Given problem => Transcribe the entries word for word, from the start through the line that contains "column 396, row 192", including that line. Leave the pictures out of your copy.

Entries taken from a collection
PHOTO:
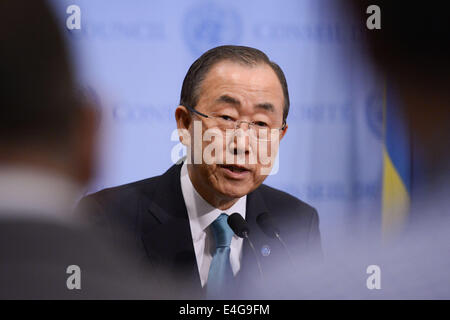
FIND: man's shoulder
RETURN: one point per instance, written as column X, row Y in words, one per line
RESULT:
column 124, row 191
column 277, row 199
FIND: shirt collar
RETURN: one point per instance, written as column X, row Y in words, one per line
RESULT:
column 201, row 213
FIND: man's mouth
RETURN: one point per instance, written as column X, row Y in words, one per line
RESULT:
column 234, row 168
column 235, row 171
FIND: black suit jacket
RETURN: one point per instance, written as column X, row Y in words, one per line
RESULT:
column 153, row 214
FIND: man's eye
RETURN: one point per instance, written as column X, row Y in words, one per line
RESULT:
column 261, row 124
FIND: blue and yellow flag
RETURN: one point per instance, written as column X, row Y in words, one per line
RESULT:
column 396, row 192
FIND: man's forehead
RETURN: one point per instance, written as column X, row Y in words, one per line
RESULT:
column 227, row 78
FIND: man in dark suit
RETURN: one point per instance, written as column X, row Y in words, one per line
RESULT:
column 46, row 156
column 232, row 115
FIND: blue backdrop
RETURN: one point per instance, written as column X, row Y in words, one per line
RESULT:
column 134, row 55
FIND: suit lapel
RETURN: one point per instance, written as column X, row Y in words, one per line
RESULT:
column 165, row 228
column 268, row 250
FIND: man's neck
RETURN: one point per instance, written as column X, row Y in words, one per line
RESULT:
column 217, row 201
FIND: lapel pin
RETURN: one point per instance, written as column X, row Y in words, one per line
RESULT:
column 265, row 250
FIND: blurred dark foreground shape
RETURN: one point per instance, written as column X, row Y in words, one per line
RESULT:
column 47, row 153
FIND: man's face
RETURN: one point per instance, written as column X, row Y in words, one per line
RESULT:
column 237, row 92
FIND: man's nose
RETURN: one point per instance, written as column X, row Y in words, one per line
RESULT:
column 240, row 142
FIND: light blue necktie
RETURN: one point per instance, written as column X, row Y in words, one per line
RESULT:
column 220, row 272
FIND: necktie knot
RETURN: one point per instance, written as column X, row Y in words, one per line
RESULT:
column 221, row 231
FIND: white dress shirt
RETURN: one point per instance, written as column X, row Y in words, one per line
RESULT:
column 201, row 215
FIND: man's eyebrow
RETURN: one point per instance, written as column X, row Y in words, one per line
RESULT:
column 228, row 99
column 265, row 106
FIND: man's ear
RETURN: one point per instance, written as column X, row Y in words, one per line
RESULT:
column 184, row 121
column 283, row 132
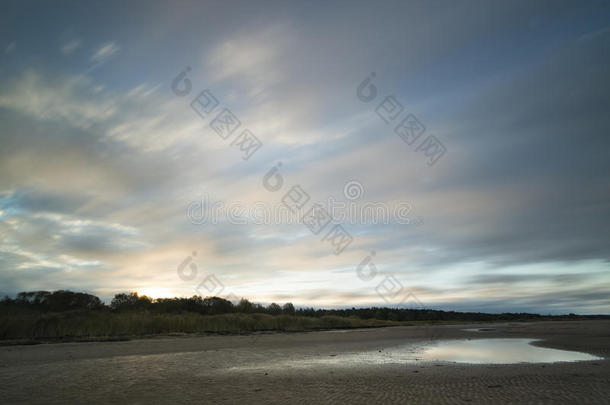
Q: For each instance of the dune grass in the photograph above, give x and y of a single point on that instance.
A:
(84, 325)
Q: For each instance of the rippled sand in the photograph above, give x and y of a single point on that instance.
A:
(287, 368)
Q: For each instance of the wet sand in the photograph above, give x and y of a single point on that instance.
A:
(286, 368)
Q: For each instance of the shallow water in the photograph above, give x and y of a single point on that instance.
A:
(498, 351)
(472, 351)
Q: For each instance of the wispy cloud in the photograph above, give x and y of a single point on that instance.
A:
(105, 53)
(71, 46)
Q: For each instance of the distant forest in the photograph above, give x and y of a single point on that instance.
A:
(62, 301)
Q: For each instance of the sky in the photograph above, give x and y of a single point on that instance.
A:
(117, 174)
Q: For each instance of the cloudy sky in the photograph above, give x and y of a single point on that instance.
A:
(110, 180)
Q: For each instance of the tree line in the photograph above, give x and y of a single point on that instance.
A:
(63, 300)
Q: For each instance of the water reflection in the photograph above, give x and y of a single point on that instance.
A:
(498, 351)
(473, 351)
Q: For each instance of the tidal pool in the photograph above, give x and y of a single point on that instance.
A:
(497, 351)
(471, 351)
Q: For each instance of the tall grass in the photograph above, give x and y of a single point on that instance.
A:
(100, 324)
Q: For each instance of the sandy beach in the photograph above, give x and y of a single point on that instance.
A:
(308, 368)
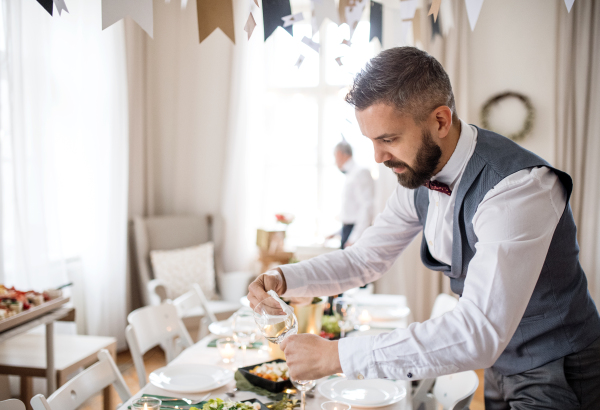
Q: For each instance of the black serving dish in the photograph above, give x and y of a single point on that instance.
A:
(273, 387)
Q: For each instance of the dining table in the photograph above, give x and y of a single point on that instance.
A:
(201, 353)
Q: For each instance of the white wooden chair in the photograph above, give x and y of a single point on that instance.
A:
(456, 391)
(151, 326)
(83, 386)
(12, 404)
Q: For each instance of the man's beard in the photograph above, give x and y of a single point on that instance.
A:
(428, 158)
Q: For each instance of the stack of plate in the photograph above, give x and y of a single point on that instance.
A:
(363, 393)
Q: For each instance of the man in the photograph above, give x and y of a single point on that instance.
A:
(496, 219)
(357, 196)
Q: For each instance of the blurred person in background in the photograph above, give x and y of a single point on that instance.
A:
(357, 196)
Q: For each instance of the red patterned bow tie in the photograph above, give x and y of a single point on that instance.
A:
(438, 186)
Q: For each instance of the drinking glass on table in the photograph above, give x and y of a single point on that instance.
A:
(244, 330)
(344, 309)
(276, 321)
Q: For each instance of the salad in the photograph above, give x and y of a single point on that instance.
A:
(275, 372)
(219, 404)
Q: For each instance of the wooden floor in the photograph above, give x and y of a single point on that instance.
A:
(155, 359)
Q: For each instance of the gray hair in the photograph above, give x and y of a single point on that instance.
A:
(344, 148)
(407, 78)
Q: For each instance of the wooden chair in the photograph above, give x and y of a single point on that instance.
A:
(151, 326)
(25, 356)
(83, 386)
(12, 404)
(181, 231)
(456, 391)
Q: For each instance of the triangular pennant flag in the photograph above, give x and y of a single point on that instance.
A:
(473, 10)
(250, 25)
(273, 11)
(213, 14)
(342, 9)
(354, 13)
(322, 9)
(139, 10)
(435, 28)
(312, 44)
(569, 4)
(299, 61)
(376, 21)
(292, 19)
(60, 6)
(47, 4)
(435, 9)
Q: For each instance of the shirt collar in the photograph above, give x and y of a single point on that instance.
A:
(348, 165)
(457, 162)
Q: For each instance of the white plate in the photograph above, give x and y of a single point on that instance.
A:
(190, 378)
(363, 393)
(221, 328)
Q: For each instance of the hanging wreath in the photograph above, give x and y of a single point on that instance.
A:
(529, 119)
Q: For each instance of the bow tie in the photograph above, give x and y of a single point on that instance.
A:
(438, 186)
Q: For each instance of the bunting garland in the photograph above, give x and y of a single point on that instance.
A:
(273, 12)
(376, 21)
(139, 10)
(46, 4)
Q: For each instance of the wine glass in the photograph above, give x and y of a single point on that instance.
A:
(344, 309)
(304, 386)
(244, 330)
(276, 321)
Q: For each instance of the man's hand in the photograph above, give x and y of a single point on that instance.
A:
(310, 357)
(271, 280)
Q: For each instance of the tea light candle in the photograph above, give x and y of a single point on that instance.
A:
(227, 349)
(146, 403)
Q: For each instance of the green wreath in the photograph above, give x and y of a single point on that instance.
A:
(527, 125)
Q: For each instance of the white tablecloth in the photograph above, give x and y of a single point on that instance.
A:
(201, 354)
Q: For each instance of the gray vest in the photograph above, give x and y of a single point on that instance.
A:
(561, 317)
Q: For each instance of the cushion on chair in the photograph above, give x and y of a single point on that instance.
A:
(179, 268)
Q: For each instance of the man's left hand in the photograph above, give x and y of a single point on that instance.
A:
(310, 357)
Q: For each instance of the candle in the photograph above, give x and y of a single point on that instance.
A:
(227, 349)
(146, 403)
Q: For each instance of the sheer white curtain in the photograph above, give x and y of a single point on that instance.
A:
(64, 154)
(243, 182)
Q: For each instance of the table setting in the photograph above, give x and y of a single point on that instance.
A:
(241, 367)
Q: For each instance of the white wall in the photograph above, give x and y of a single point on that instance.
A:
(513, 47)
(188, 102)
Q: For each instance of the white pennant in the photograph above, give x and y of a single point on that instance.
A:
(473, 10)
(354, 14)
(139, 10)
(60, 6)
(569, 4)
(322, 9)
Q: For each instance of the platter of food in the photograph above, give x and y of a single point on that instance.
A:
(271, 376)
(17, 307)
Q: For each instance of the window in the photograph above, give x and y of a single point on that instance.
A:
(306, 117)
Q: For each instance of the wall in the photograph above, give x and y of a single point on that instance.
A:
(513, 47)
(187, 109)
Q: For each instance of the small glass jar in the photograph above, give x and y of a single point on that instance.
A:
(335, 405)
(227, 349)
(146, 403)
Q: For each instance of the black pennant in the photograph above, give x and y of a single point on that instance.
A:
(273, 11)
(376, 21)
(47, 4)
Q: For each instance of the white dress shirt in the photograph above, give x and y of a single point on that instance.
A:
(514, 225)
(357, 199)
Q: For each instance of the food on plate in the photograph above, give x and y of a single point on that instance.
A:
(13, 302)
(219, 404)
(274, 371)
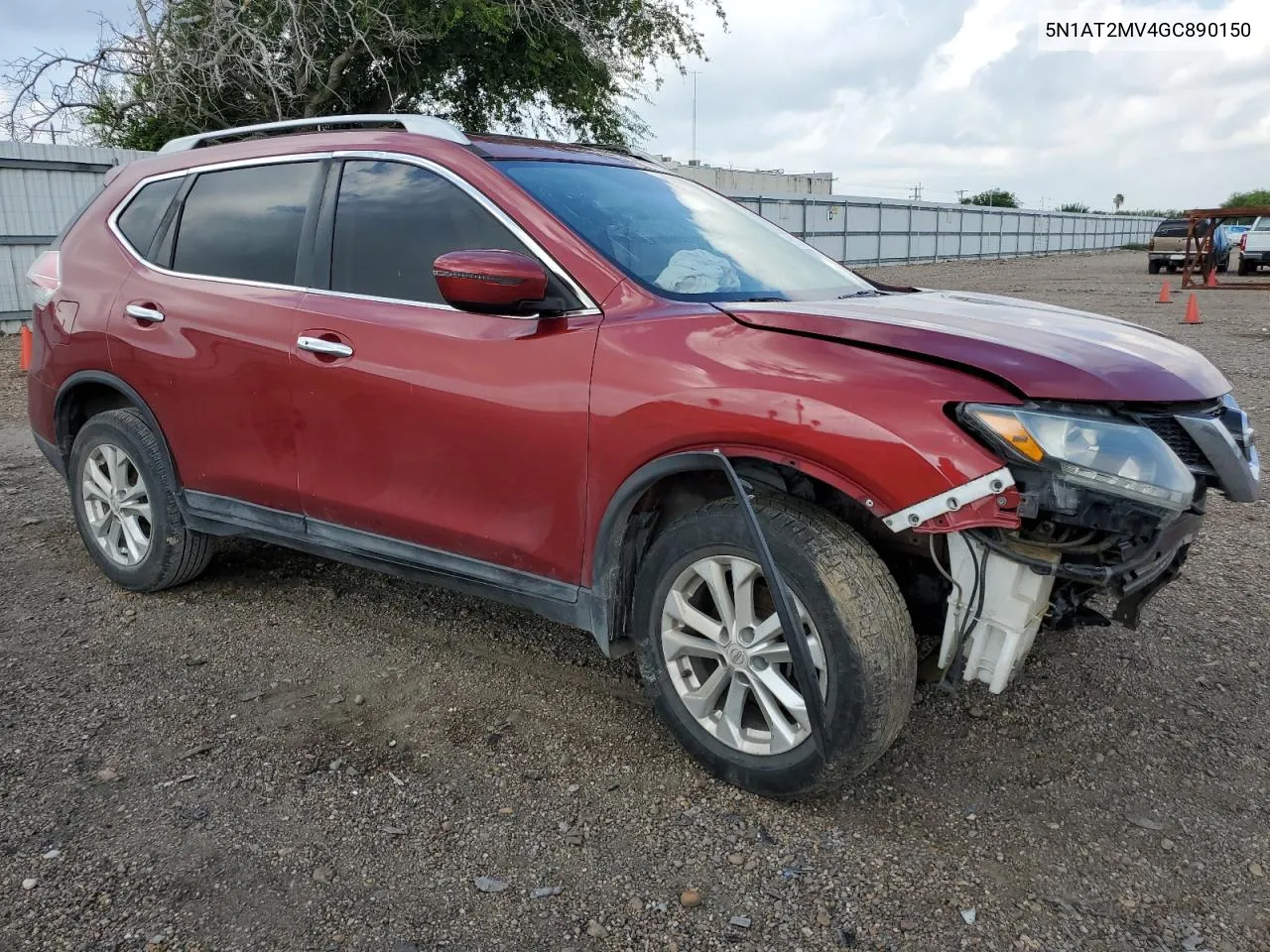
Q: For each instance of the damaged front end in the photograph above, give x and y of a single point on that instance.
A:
(1110, 499)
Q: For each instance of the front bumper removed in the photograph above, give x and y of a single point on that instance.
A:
(1000, 598)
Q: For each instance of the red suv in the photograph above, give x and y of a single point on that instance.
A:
(561, 377)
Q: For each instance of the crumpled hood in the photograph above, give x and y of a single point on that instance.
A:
(1043, 350)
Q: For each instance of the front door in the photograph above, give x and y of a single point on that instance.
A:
(458, 431)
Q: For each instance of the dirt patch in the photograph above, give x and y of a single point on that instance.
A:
(291, 754)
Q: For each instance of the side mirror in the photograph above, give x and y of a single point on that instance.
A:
(489, 281)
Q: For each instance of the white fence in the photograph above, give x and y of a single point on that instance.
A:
(862, 231)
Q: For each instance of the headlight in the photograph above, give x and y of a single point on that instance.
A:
(1121, 458)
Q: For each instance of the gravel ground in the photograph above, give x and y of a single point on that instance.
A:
(291, 754)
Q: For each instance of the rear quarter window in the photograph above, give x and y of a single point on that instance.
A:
(245, 223)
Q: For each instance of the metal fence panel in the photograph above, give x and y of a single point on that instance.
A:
(41, 188)
(889, 231)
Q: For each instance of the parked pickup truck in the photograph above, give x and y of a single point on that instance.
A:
(1255, 246)
(1167, 246)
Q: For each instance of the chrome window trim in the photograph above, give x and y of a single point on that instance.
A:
(588, 308)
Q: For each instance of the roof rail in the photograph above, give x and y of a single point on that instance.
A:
(625, 150)
(411, 122)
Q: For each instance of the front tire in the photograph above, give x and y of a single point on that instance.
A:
(126, 506)
(715, 661)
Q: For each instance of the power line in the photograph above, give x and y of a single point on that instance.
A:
(695, 73)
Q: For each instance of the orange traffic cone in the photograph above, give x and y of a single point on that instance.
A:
(1193, 309)
(24, 348)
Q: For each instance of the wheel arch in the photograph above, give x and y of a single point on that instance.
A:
(665, 488)
(86, 394)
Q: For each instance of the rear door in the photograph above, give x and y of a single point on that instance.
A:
(203, 324)
(454, 430)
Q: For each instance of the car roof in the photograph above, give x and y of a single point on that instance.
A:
(522, 148)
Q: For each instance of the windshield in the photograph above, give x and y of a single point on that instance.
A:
(681, 239)
(1175, 227)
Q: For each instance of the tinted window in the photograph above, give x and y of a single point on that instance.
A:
(393, 220)
(245, 222)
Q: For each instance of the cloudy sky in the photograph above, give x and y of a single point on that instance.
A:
(952, 94)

The result =>
PHOTO:
FIND: man's shoulder
RETURN: one point per instance, written as column X, row Y in words, one per line
RESULT:
column 124, row 191
column 277, row 199
FIND: shirt collar
RETURN: one point per instance, written as column X, row Y in words, one per line
RESULT:
column 201, row 213
FIND: man's mouth
RETURN: one point per instance, written as column X, row Y in words, one per line
RESULT:
column 234, row 168
column 235, row 171
FIND: black suit jacket
RETURN: one point per instance, written as column X, row Y in words, one per line
RESULT:
column 153, row 214
FIND: man's eye
RETURN: one point per instance, written as column X, row Y in words, one per line
RESULT:
column 261, row 124
FIND: blue and yellow flag
RETURN: one point per instance, written as column X, row Y in words, one per line
RESULT:
column 396, row 192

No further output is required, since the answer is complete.